_Problem requirements_: Return exactly the span of lines that opens with the line containing "the mud rut" and closes with the last line of the data, inclusive.

** start of Records provided **

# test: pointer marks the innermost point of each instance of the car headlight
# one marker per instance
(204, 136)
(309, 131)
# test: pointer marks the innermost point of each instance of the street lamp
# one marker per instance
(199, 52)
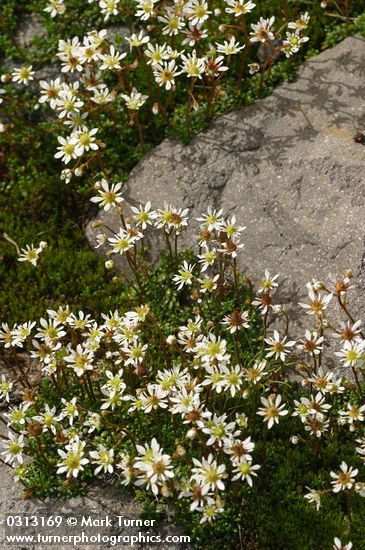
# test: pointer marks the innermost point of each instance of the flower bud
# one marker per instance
(191, 434)
(155, 109)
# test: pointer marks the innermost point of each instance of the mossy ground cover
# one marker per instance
(35, 204)
(33, 201)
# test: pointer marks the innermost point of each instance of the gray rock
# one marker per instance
(287, 167)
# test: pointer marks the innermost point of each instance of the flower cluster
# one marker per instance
(220, 386)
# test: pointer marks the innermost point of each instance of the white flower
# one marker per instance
(239, 7)
(85, 140)
(314, 497)
(80, 360)
(68, 149)
(73, 461)
(135, 40)
(50, 92)
(31, 253)
(6, 388)
(143, 215)
(318, 304)
(109, 195)
(208, 474)
(184, 276)
(153, 466)
(262, 31)
(197, 12)
(23, 74)
(301, 23)
(166, 73)
(255, 373)
(339, 546)
(13, 449)
(312, 344)
(345, 479)
(212, 220)
(104, 458)
(108, 8)
(193, 66)
(272, 410)
(134, 100)
(244, 470)
(278, 347)
(111, 60)
(352, 353)
(145, 9)
(268, 283)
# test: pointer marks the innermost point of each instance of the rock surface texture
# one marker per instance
(287, 167)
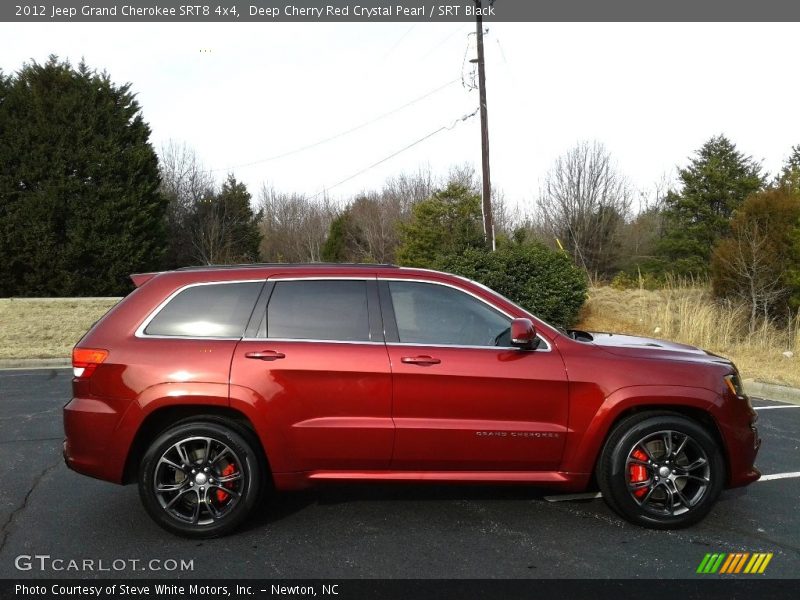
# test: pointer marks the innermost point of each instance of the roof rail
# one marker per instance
(281, 265)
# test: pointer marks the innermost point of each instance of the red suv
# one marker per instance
(208, 386)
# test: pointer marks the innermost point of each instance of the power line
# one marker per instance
(340, 134)
(391, 156)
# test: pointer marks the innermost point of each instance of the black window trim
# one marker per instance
(390, 321)
(373, 311)
(140, 331)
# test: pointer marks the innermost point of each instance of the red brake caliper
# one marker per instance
(228, 470)
(638, 473)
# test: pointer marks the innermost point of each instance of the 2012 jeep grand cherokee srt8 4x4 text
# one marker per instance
(209, 386)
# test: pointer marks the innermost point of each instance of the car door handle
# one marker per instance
(265, 355)
(420, 360)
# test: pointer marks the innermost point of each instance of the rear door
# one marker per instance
(319, 360)
(463, 399)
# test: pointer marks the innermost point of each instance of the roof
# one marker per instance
(287, 265)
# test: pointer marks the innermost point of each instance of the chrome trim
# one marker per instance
(268, 340)
(139, 333)
(323, 278)
(490, 305)
(140, 330)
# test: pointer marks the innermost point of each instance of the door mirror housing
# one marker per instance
(523, 334)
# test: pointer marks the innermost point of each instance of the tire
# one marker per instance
(201, 478)
(661, 470)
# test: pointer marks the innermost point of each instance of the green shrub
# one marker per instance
(542, 281)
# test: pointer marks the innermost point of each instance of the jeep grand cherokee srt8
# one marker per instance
(207, 386)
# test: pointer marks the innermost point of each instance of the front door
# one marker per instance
(320, 364)
(463, 399)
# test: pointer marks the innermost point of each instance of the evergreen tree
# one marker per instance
(446, 224)
(79, 203)
(715, 184)
(789, 177)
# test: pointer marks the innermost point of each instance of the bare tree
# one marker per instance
(748, 269)
(294, 227)
(185, 183)
(584, 203)
(407, 189)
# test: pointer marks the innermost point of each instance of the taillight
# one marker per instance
(85, 361)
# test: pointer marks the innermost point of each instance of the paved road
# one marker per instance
(383, 531)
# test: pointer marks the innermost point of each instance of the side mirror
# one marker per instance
(523, 334)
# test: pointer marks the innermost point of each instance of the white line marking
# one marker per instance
(566, 497)
(593, 495)
(780, 476)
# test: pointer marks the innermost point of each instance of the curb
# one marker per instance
(35, 363)
(771, 391)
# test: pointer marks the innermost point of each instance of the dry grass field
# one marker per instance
(689, 315)
(48, 328)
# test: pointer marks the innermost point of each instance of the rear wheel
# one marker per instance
(200, 479)
(661, 470)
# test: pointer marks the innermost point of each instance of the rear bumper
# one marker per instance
(743, 442)
(90, 425)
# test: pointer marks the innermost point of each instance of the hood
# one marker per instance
(644, 347)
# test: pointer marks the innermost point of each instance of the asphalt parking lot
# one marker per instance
(405, 531)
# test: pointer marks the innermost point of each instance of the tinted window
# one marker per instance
(435, 314)
(214, 310)
(319, 310)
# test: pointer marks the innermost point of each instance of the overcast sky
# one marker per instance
(241, 93)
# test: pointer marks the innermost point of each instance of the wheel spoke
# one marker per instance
(165, 461)
(233, 493)
(667, 438)
(196, 511)
(680, 446)
(684, 500)
(646, 450)
(225, 451)
(670, 499)
(638, 485)
(182, 453)
(167, 488)
(646, 498)
(228, 478)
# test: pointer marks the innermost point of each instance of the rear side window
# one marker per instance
(213, 310)
(333, 310)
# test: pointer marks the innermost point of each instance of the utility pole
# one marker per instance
(488, 224)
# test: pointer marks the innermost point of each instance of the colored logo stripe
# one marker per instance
(737, 562)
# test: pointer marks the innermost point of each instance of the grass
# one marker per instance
(46, 327)
(690, 315)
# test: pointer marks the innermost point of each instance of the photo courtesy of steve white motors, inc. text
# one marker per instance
(162, 589)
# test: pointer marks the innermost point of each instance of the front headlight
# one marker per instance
(735, 385)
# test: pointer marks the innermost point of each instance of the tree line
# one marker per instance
(85, 200)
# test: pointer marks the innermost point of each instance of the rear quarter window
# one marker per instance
(207, 310)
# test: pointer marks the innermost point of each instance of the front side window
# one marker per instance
(214, 310)
(333, 310)
(428, 313)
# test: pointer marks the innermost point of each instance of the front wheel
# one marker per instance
(663, 471)
(200, 479)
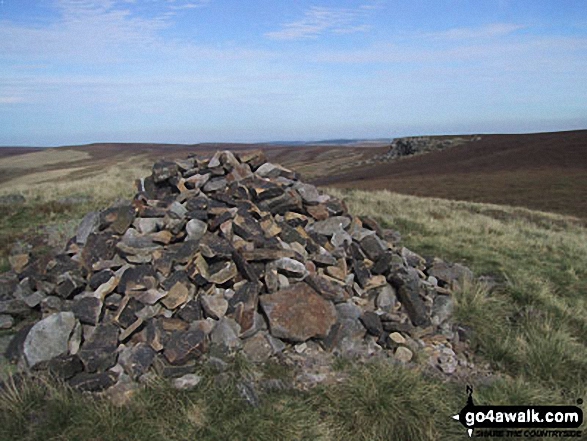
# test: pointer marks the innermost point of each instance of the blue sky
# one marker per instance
(188, 71)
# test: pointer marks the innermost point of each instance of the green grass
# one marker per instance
(532, 329)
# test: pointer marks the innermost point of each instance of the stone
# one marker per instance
(266, 254)
(386, 298)
(308, 192)
(221, 272)
(118, 219)
(257, 348)
(224, 336)
(14, 307)
(136, 360)
(442, 309)
(106, 288)
(298, 313)
(290, 200)
(239, 173)
(63, 367)
(372, 323)
(215, 184)
(373, 247)
(163, 170)
(196, 229)
(69, 284)
(344, 335)
(6, 321)
(88, 382)
(318, 212)
(177, 296)
(89, 224)
(327, 289)
(98, 353)
(448, 274)
(147, 225)
(184, 346)
(186, 382)
(99, 247)
(341, 239)
(214, 306)
(331, 225)
(18, 262)
(49, 338)
(408, 284)
(138, 278)
(87, 310)
(213, 246)
(291, 267)
(403, 354)
(412, 259)
(397, 338)
(33, 300)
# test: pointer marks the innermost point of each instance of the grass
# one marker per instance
(534, 326)
(532, 329)
(53, 209)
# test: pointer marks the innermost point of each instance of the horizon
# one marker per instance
(76, 72)
(333, 141)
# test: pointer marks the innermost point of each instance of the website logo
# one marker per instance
(513, 421)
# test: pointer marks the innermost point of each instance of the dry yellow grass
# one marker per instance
(42, 159)
(107, 185)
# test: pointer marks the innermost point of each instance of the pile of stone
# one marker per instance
(217, 256)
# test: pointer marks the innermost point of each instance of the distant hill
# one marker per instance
(544, 171)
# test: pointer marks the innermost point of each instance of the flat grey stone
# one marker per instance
(49, 338)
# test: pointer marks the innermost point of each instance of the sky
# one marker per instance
(190, 71)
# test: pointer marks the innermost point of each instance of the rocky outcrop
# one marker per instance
(215, 256)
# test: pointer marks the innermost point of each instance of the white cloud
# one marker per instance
(11, 100)
(319, 20)
(484, 32)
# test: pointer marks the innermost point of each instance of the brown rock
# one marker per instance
(185, 346)
(177, 296)
(298, 313)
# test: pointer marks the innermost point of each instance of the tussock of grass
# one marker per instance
(535, 325)
(383, 401)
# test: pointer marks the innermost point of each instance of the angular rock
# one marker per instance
(136, 360)
(87, 310)
(6, 321)
(139, 278)
(49, 338)
(117, 219)
(403, 354)
(214, 306)
(196, 229)
(291, 267)
(408, 284)
(372, 323)
(177, 296)
(329, 290)
(63, 367)
(88, 382)
(224, 336)
(98, 353)
(257, 348)
(298, 313)
(184, 346)
(373, 247)
(186, 382)
(331, 225)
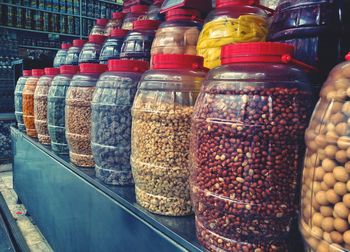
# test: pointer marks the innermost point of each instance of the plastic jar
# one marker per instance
(61, 55)
(56, 108)
(135, 12)
(113, 45)
(232, 21)
(178, 34)
(73, 52)
(91, 50)
(19, 100)
(40, 104)
(247, 148)
(137, 44)
(78, 113)
(28, 101)
(115, 23)
(161, 122)
(325, 193)
(111, 120)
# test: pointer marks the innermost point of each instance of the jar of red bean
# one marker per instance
(247, 147)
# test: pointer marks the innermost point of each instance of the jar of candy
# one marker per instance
(161, 122)
(19, 100)
(232, 21)
(28, 101)
(137, 44)
(91, 50)
(40, 104)
(56, 108)
(113, 45)
(247, 148)
(111, 120)
(73, 52)
(78, 113)
(325, 203)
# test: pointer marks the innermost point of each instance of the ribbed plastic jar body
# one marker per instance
(325, 195)
(246, 155)
(161, 122)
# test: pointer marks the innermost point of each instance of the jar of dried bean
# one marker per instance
(111, 120)
(78, 113)
(28, 102)
(40, 104)
(247, 148)
(325, 203)
(161, 122)
(56, 108)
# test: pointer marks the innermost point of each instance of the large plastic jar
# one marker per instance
(325, 203)
(178, 34)
(91, 50)
(113, 45)
(111, 120)
(137, 44)
(161, 122)
(232, 21)
(135, 12)
(19, 100)
(56, 108)
(60, 58)
(73, 52)
(78, 113)
(28, 101)
(247, 148)
(40, 104)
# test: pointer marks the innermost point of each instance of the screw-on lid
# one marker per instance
(92, 68)
(68, 69)
(138, 66)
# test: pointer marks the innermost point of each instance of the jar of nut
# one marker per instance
(78, 113)
(325, 205)
(161, 122)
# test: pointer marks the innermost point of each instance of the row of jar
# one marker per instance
(230, 150)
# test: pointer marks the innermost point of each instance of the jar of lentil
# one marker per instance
(161, 122)
(325, 203)
(111, 120)
(56, 108)
(28, 102)
(247, 148)
(19, 100)
(78, 113)
(40, 104)
(232, 21)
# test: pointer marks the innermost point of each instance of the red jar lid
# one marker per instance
(92, 68)
(51, 71)
(68, 69)
(138, 66)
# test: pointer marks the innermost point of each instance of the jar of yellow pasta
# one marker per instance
(232, 21)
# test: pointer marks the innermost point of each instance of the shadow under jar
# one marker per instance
(247, 148)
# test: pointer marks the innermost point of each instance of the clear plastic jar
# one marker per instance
(56, 108)
(137, 44)
(73, 52)
(111, 120)
(28, 102)
(178, 34)
(247, 148)
(61, 55)
(161, 122)
(325, 196)
(91, 50)
(19, 100)
(40, 104)
(233, 21)
(113, 45)
(78, 113)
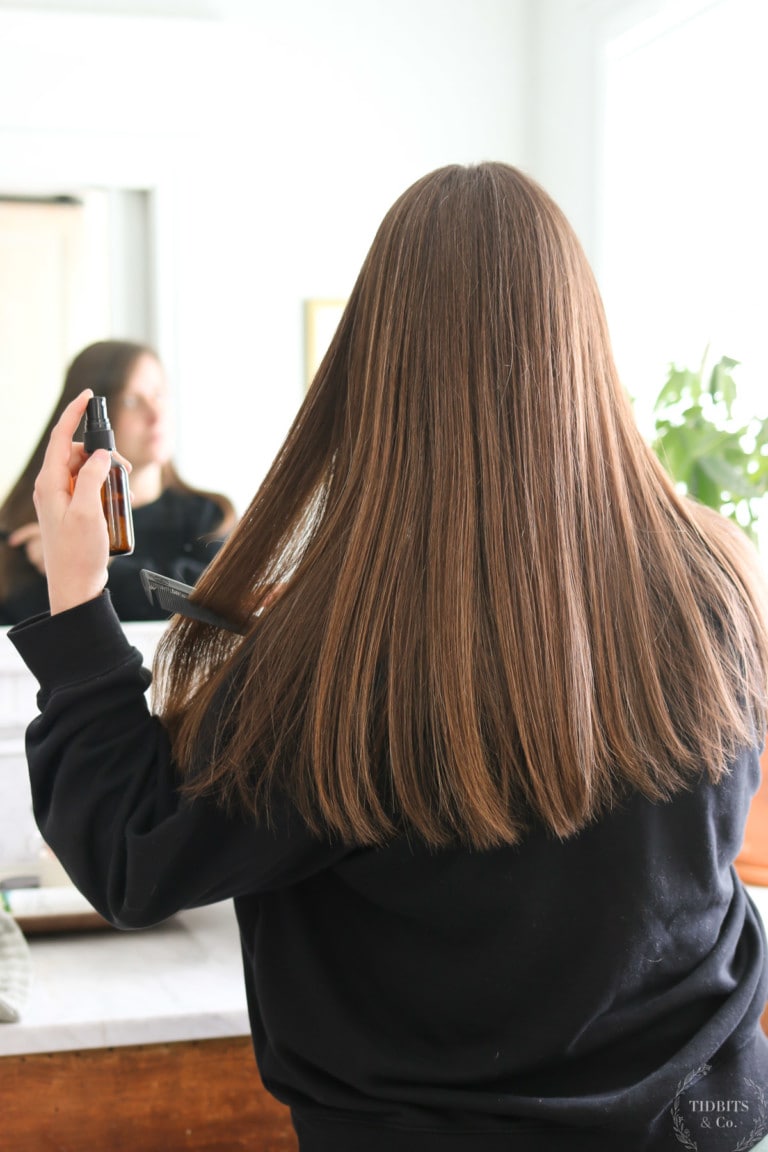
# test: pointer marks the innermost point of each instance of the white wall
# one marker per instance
(273, 145)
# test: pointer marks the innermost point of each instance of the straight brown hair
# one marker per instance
(493, 606)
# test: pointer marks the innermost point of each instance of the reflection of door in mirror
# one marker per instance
(73, 270)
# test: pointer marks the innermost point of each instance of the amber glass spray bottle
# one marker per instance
(115, 493)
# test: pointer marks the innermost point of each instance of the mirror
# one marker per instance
(75, 266)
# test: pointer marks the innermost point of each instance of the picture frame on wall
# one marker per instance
(321, 317)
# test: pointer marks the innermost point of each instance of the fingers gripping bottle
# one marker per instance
(115, 493)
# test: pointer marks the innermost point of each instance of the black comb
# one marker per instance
(173, 596)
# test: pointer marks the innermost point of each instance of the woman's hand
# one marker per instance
(29, 538)
(68, 505)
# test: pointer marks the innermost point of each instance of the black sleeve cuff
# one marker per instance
(83, 642)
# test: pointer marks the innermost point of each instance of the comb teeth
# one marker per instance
(173, 596)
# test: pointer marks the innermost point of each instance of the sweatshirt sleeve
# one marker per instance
(106, 793)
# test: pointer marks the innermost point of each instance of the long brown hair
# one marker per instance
(494, 606)
(105, 366)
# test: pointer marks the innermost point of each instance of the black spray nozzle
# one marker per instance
(97, 431)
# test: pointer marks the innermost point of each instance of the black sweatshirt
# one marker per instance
(602, 992)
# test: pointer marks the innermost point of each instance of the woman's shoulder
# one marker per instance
(183, 506)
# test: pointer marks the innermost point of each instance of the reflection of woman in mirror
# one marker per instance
(179, 529)
(477, 778)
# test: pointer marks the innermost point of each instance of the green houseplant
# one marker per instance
(723, 462)
(714, 456)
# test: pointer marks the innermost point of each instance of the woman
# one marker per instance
(477, 777)
(177, 529)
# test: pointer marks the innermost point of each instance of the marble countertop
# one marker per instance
(180, 980)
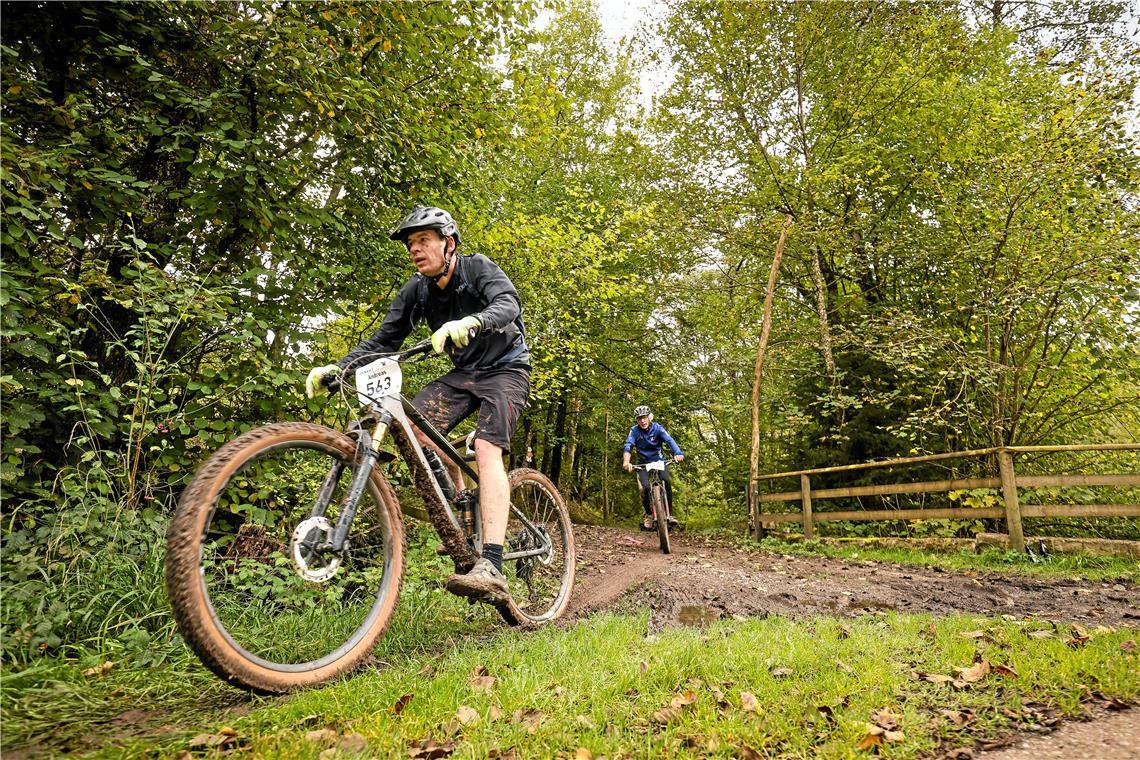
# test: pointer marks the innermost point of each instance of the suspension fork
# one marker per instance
(367, 455)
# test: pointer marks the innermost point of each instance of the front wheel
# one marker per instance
(255, 590)
(538, 557)
(657, 498)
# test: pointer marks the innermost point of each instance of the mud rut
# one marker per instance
(705, 580)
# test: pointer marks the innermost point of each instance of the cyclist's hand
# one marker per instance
(457, 331)
(314, 383)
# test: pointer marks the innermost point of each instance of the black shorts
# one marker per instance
(499, 394)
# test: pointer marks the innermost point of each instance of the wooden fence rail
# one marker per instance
(1008, 481)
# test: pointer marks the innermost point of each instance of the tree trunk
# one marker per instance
(560, 427)
(821, 309)
(754, 512)
(605, 457)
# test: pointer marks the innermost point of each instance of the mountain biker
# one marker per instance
(648, 438)
(470, 303)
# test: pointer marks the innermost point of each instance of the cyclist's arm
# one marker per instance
(497, 292)
(673, 444)
(625, 449)
(397, 324)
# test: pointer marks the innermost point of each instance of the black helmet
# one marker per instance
(426, 218)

** end of Records provided **

_Result_:
# test: pointer marks the innermost point of each instance of the mud rut
# one marker per instance
(705, 580)
# test: pointer marks the innermost point of each instance of the cyclist's hand
# one marker per instance
(457, 331)
(314, 383)
# test: pointer marks the innermost point of each instance of the black shorts
# one marker per instance
(499, 394)
# test: pointer marks the innermost point of each instance of the wooden fence rail
# one marker per instance
(1008, 481)
# test: pointer marks the innermost point of each instance of the tree trunk
# one marker per instance
(560, 427)
(821, 309)
(754, 512)
(605, 457)
# test: pointer marks the innermost point of each instance of the mountain biker
# one marker per instance
(648, 438)
(470, 303)
# test: pointer marks the innermost point of each instance of the cyclist's arm
# one marker per instance
(497, 292)
(673, 444)
(625, 449)
(397, 324)
# test: pointer marks the innermost point of each instance of the black helmet
# one marker per instance
(426, 218)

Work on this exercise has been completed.